### Data for this exercise

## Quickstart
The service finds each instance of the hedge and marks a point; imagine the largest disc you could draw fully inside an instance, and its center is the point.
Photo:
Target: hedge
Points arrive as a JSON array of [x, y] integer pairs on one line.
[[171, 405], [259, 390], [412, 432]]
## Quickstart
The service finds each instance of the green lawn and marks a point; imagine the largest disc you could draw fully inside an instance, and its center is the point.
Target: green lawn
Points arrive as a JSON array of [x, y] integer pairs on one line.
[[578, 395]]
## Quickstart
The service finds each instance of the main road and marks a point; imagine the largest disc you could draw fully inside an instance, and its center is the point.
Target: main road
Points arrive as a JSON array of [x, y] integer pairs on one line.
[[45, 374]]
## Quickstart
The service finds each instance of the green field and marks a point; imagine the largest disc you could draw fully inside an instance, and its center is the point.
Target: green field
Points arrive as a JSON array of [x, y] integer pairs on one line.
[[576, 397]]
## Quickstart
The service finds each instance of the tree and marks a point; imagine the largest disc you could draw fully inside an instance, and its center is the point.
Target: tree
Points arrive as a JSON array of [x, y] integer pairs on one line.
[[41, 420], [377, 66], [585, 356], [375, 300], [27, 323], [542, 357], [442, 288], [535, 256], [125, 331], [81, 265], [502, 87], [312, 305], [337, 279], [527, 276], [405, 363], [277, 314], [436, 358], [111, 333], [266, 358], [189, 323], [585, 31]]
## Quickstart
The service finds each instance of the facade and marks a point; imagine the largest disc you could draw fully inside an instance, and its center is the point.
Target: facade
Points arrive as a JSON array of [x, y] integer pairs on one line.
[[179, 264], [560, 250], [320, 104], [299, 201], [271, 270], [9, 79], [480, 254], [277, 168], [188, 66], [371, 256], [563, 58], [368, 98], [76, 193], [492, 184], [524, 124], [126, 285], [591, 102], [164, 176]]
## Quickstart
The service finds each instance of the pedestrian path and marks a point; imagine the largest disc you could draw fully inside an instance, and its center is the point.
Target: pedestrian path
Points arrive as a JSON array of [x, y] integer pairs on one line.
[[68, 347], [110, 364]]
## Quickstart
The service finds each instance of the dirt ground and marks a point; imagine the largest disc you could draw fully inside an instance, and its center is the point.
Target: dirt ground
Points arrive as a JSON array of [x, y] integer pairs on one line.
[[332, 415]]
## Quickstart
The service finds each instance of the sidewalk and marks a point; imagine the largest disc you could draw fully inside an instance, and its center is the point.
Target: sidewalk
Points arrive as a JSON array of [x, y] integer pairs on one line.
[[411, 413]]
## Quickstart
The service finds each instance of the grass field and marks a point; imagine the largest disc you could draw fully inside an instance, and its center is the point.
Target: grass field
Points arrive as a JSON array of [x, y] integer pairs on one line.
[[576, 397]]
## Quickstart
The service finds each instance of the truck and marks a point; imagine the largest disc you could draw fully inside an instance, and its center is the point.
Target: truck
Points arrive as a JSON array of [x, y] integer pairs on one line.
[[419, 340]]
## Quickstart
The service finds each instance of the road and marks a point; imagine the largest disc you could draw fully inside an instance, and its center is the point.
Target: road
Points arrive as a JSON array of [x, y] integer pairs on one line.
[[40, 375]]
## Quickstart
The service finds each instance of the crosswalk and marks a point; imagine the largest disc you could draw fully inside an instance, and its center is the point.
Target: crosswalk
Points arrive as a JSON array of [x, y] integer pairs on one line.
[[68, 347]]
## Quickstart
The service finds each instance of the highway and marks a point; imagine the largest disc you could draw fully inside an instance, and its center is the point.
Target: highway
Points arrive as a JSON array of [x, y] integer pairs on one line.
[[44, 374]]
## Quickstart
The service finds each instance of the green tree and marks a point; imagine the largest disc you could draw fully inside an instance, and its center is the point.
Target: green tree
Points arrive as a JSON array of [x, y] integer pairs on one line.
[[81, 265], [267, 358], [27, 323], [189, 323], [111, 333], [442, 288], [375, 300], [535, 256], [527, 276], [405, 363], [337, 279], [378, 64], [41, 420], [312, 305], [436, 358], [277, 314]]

######

:: Short exercise ::
Reproduce all the data word for word.

:: Response to the exercise ::
## Quickstart
The service finds each instance of the hedge and marks a point; imagine the largest disc you could draw fully inside an instance, and its center is the point.
Photo:
Target: hedge
Points arrive as a JSON array of [x, y] integer pairs on one line.
[[171, 405], [259, 390], [412, 432]]
## Quickstart
The service finds each instance of the green lawn and marks a point; imagine the largest disc you could draw fully inside an instance, and its center is the point.
Target: green lawn
Points arrive as a JSON array of [x, y] integer pairs on one line.
[[578, 395]]
## Quickstart
The service finds each instance of the main road and marks a point; imagine the largest disc you could draw fully inside an instance, and its center is the point.
Target: main road
Points arrive as a JSON array of [x, y] integer pairs on one line.
[[45, 374]]
## Quickstart
The service finds each instance of the green field and marks a point; imagine the largest disc you could draw fully inside an instance, and its center is the point.
Target: green field
Points arrive as a JSON array of [x, y] integer pairs on one line.
[[576, 397]]
## Quickstart
The service finds each instance of the tree and marks a point; imagine the largest disc you could draw fully inside an instance, and its center is the point.
Target: tree
Points arrive as a JSON array of [x, y] integer pairs on one line.
[[41, 420], [377, 66], [585, 356], [375, 300], [27, 323], [542, 357], [442, 288], [535, 256], [125, 331], [81, 265], [502, 87], [312, 305], [337, 279], [527, 276], [405, 363], [277, 314], [436, 358], [111, 333], [266, 358], [189, 323], [585, 31]]
## Quickstart
The service finds each instance of the facade and marks a point; imagine the largest disc you could draw fully inside an instance, and its center is the point.
Target: facade
Points arrive as a JSON array of [x, y] integer pairs on one line.
[[179, 264], [560, 250], [320, 104], [299, 201], [271, 270], [9, 79], [480, 254], [277, 168], [188, 66], [371, 256], [563, 58], [368, 98], [76, 193], [492, 184], [524, 124], [126, 285], [591, 102], [164, 176]]
## Quickstart
The service finds each instance of the pedestrian path and marks a point; imagine the largest disc you could draw fully inside an instance, and its center is the point.
Target: pedestrian path
Points arrive as a JSON array of [x, y] integer pairs on one line.
[[68, 347], [110, 364]]
## Quickstart
The service finds each instance of the dirt ground and marks a point; imagine the largest disc you could draw fully inside an instance, and its center is the point.
Target: dirt ground
Points arrive as a JSON array of [x, y] integer pairs on one line.
[[332, 415]]
## Quickstart
The service finds each instance of the sidewalk and marks a point; imagine the largest disc you could draw fully inside an instance, and its center is the point.
Target: sidewalk
Points arrive as a JSON array of [x, y] integer pairs on one line.
[[411, 413]]
## Quickstart
The service finds each instance of the grass field and marks a point; imagine the largest disc you could draw fully inside an instance, and its center is the point.
Target: grass field
Points arrive as a JSON array of [x, y] integer pairs on one line.
[[576, 397]]
## Quickstart
The service finds each instance of the truck and marks a point; imagine the largest disc you could draw fully inside an instance, and its center is the point.
Target: truck
Points arrive as a JSON array of [x, y] integer pairs on one line.
[[419, 340]]
## Quickstart
The service finds each instance of the road and marks a point; imagine the largest disc you could draw fully inside an instance, and its center is the point.
Target: road
Points arrive as a JSON array of [x, y] integer pairs on one line.
[[40, 375]]
## Quickstart
The service finds each instance of the crosswalk and marks a point; imagine the largest disc you could draw fully inside an instance, and its center is the point.
Target: crosswalk
Points arrive as a JSON array of [x, y] integer pairs on one line.
[[68, 347]]
## Quickstart
The service finds each instance of the highway and marks a point; imagine the largest disc you could draw fully inside an instance, and its center is the point.
Target: highway
Points arrive as a JSON array of [x, y] integer pairs on one line.
[[44, 374]]
## Quickstart
The service finds each instance of the green tree and marks a point; imagine the largest disc you could draw fully inside an instance, and its center is the point.
Target: green tree
Points arrive as a JSON array of [x, y] integer pairs on one line.
[[81, 265], [267, 358], [27, 323], [189, 323], [111, 333], [442, 288], [375, 300], [535, 256], [527, 276], [405, 363], [337, 279], [378, 64], [41, 420], [312, 305], [436, 358], [277, 314]]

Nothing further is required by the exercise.